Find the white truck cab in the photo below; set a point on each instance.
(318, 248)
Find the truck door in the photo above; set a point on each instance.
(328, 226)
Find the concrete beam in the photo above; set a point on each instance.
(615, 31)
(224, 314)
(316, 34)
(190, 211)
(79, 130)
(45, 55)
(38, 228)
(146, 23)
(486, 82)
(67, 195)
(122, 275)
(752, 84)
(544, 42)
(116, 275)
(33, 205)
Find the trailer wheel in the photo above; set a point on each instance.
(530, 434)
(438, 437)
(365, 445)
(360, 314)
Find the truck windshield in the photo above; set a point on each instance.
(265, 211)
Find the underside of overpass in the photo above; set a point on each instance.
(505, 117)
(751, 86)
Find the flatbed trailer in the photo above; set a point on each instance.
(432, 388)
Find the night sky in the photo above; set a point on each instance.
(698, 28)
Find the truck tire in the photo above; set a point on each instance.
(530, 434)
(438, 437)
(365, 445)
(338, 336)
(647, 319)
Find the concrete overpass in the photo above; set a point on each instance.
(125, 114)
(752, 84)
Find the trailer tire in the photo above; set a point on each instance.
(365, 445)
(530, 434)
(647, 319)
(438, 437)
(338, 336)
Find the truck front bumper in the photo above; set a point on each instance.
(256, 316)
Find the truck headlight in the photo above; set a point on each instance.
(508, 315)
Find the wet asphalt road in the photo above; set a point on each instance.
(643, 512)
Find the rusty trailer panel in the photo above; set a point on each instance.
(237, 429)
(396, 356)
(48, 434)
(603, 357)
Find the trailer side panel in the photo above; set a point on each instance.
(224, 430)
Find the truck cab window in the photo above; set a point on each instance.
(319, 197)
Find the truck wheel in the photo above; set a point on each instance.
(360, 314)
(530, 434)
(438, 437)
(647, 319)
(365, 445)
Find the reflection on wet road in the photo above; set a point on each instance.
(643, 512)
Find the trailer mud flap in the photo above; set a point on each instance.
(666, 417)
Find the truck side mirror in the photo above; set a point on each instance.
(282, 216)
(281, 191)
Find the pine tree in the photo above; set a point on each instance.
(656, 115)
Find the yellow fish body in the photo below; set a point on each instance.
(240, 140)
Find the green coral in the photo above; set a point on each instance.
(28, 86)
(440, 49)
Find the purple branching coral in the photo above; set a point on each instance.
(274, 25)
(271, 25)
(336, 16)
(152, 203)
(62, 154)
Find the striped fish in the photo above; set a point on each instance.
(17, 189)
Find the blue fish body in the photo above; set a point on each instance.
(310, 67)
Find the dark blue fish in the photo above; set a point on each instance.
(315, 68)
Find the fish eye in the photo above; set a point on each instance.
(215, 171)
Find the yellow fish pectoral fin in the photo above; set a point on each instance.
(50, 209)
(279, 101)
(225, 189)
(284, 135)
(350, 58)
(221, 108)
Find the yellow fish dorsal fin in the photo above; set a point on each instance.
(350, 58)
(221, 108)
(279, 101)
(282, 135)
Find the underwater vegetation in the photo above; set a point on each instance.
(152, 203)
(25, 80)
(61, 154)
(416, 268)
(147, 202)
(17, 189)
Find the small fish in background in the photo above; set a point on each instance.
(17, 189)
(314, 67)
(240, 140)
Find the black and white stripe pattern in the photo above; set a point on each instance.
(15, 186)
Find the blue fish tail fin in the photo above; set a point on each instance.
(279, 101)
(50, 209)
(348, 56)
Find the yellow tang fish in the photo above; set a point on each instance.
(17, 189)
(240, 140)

********************

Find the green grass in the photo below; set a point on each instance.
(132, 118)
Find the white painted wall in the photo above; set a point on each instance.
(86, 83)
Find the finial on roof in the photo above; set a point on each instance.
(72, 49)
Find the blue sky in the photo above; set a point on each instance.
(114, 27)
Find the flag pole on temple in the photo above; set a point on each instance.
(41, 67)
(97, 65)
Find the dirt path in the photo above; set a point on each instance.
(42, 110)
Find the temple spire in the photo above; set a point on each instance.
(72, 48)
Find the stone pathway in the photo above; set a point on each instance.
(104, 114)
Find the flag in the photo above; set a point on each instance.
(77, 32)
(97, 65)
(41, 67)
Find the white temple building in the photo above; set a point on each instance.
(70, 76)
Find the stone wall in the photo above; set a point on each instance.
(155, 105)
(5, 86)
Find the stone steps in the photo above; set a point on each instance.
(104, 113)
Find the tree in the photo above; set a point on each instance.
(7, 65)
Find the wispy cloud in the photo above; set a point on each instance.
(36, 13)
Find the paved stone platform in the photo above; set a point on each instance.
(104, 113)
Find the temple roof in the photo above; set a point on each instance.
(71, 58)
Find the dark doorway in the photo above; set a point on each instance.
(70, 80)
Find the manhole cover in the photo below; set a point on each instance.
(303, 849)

********************

■ Requirement ■
Extract each line of the material above that contains the string "panel".

■ Output for this task ■
Find the rusty trailer panel in the photo above; set a point on each instance.
Find the trailer side panel in the photo above; set a point on each instance.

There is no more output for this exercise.